__Work to complete__:
All entries below must be written out verbatim, and the images must be dropped.

__Material provided__:
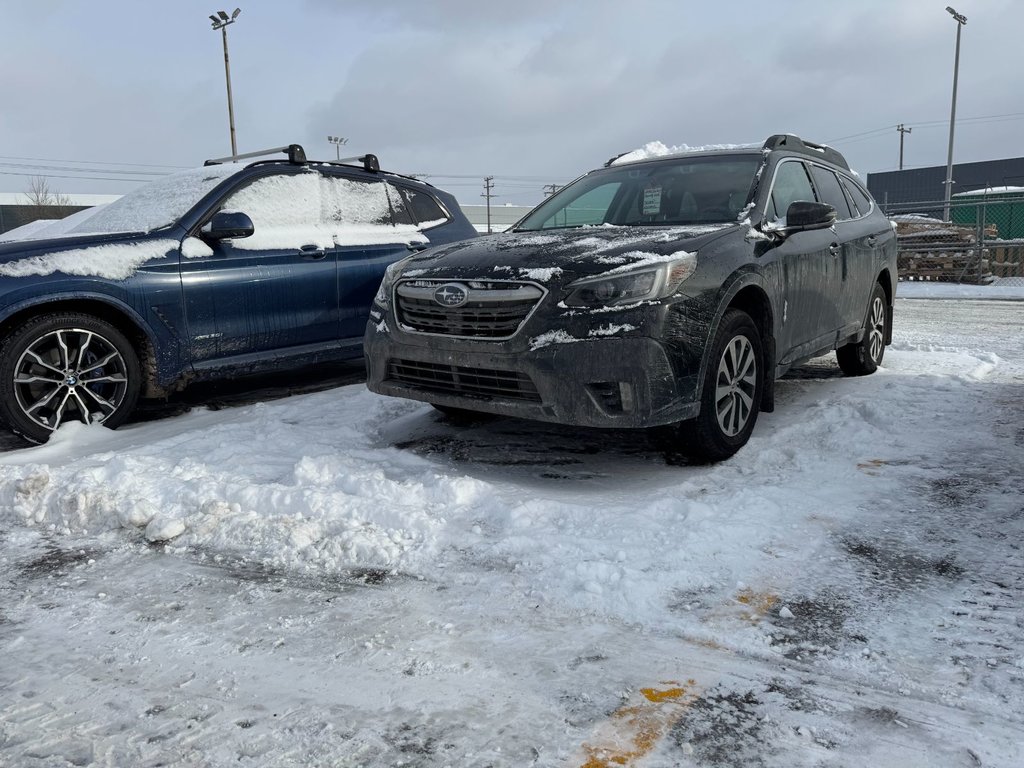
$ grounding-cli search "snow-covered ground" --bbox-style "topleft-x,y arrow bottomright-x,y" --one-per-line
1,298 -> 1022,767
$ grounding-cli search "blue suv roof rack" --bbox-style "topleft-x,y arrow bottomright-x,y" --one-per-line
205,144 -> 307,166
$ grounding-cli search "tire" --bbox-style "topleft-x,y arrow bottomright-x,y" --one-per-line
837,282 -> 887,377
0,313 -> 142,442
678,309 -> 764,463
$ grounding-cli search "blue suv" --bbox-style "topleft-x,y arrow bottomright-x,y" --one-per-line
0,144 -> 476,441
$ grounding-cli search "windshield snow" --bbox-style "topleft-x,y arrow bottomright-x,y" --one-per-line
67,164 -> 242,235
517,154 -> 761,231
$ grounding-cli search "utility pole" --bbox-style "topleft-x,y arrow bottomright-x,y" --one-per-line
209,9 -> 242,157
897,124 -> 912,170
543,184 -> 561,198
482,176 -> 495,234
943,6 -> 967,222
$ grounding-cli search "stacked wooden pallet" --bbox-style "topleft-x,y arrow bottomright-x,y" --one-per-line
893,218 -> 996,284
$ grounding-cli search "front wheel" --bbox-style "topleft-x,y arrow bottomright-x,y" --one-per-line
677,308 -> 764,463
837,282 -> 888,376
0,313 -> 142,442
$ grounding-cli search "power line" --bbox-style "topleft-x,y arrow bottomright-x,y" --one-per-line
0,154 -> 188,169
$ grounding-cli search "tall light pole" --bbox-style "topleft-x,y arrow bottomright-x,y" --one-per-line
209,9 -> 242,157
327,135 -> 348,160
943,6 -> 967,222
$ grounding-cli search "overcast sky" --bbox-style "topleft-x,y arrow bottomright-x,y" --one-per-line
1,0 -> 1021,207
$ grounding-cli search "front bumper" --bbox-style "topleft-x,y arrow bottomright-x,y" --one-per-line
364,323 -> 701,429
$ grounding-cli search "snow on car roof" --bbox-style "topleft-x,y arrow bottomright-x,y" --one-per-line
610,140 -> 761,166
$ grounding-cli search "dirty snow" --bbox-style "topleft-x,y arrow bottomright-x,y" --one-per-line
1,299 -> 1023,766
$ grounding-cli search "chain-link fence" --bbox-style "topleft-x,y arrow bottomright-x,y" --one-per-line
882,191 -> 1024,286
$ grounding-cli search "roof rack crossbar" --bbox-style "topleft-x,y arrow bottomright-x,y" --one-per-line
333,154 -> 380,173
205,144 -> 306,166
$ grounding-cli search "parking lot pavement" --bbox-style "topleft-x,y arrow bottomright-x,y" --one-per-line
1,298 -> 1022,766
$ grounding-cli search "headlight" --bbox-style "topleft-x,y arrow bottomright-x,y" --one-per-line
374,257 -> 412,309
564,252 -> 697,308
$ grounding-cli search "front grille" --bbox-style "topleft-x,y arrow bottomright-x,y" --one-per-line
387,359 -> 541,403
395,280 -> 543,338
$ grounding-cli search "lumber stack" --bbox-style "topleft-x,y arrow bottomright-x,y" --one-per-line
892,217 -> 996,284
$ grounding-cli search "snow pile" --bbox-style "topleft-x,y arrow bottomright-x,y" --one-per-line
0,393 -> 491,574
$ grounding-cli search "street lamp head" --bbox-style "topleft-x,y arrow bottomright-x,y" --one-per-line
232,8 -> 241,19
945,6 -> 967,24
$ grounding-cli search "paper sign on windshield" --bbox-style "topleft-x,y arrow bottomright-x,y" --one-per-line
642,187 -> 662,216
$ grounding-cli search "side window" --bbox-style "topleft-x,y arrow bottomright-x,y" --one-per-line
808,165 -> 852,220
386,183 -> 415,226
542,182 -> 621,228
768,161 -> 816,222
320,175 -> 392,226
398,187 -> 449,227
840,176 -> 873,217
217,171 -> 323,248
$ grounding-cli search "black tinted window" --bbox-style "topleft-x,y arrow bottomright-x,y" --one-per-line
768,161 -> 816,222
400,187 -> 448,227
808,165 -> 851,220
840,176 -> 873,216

__Your solution__:
$ grounding-cli search "snow-covered ground" --bbox-style "topleft-x,y arrow bottomright-x,y" --one-per-line
1,298 -> 1022,767
$ grounding-cli search "blue suv roof rack" --bbox-style "topleft-x,y arrow bottomright-x,y" --one-per-line
205,144 -> 307,166
$ grounding-cli search "tire" --bbox-style "topleft-x,y arrow bottomright-x,y" --one-per-line
837,282 -> 887,377
0,313 -> 142,442
678,309 -> 764,463
$ grounding-cli search "blue suv" --bbox-style "topleft-x,y arrow bottomright-x,y" --one-per-line
0,144 -> 476,441
$ grounding-cli search "windshield snow" --bbox-style "topleft-x,y arrow bottomright-x,y" --one-per-line
67,164 -> 242,235
517,154 -> 761,231
$ grounding-cli search "utility pole" --bbox-style "topleft-x,y arrow bottomright-x,y" --one-per-line
209,9 -> 242,157
897,124 -> 912,170
543,184 -> 561,198
482,176 -> 495,234
943,6 -> 967,222
$ grounding-cli search "stacked wooden pallet" --bbox-style "topleft-x,y arrow bottomright-x,y" --one-per-line
893,218 -> 996,284
$ grounding-cli search "front wheel" --bbox-style "topleft-x,y arrow bottomright-x,y" --one-per-line
677,308 -> 764,463
837,282 -> 888,376
0,313 -> 142,442
$ grounding-cli search "power line" --bbox-style "topleft-x,y arrow bottomright-x,y" --one-per-line
0,154 -> 188,169
$ grounding-cli search "tall light pole" --bbox-style "topleft-x,y arrow bottomright-x,y" --one-per-line
209,9 -> 242,157
327,135 -> 348,160
943,6 -> 967,222
$ grounding-cli search "overcast sky" --bbox-style "topleft-x,y arrow bottomright-x,y" --one-per-line
1,0 -> 1021,207
$ grounding-cli search "front bumper" --bbox-style "topleft-x,y arrow bottomright-x,y" --one-per-line
364,323 -> 701,429
$ grounding-cli search "snow on car roof" --bbox-style "topleft-x,y arrow bottomright-x,y" --one-per-line
610,140 -> 761,166
$ grounding-cli search "dirty snow" --bbox-style "topleft-x,y arrow bottomright-x,y" --one-per-line
1,299 -> 1023,766
$ grounding-cli search "chain-link fence" --bbox-style "topleft-x,y arrow bottomright-x,y" --one-per-line
882,191 -> 1024,286
$ grounding-cli search "roof rack crossbar" --bbox-style "topleft-x,y arrow bottomright-x,y" --one-per-line
333,154 -> 380,173
205,144 -> 306,166
$ grounding-cli search "parking lot pavement" --bbox-style "topleft-x,y arrow bottomright-x,y" --one-per-line
1,298 -> 1022,766
$ grounding-cli search "headlight" --bbox-style "topleft-x,y arrow bottomright-x,y" --one-per-line
374,257 -> 412,309
564,252 -> 697,308
$ grounding-cli search "front grille" --bbox-style "topleft-x,y arrow bottomright-x,y" --one-per-line
387,359 -> 541,403
395,280 -> 543,338
$ grounding-cli search "lumber stack" --bbox-style "topleft-x,y arrow bottomright-x,y" --one-per-line
892,217 -> 996,284
$ grounding-cli search "snow pile" --bbox-style "topleft-x,y arrow bottomright-x,y" --one-per-line
0,393 -> 491,574
$ grounding-cli search "street lamp head" --bbox-style "topleft-x,y arrow bottomright-x,y" --one-per-line
232,8 -> 241,19
945,6 -> 967,24
$ grounding-cli search "paper sign on windshield" --bbox-style "topleft-x,y arrow bottomright-x,y" --one-per-line
642,187 -> 662,216
$ grounding-cli search "side window" --bbox-style "topleft-x,y arrow bottomright-x,y" --one-per-line
808,165 -> 852,220
386,183 -> 415,226
542,182 -> 621,228
768,161 -> 816,222
320,175 -> 392,226
398,187 -> 449,227
840,176 -> 873,217
217,171 -> 323,248
$ grounding-cli search "black tinted window" --bbox-style "topleft-x,y arrow bottomright-x,y" --one-per-line
768,161 -> 816,222
400,187 -> 448,227
808,165 -> 851,220
840,176 -> 873,216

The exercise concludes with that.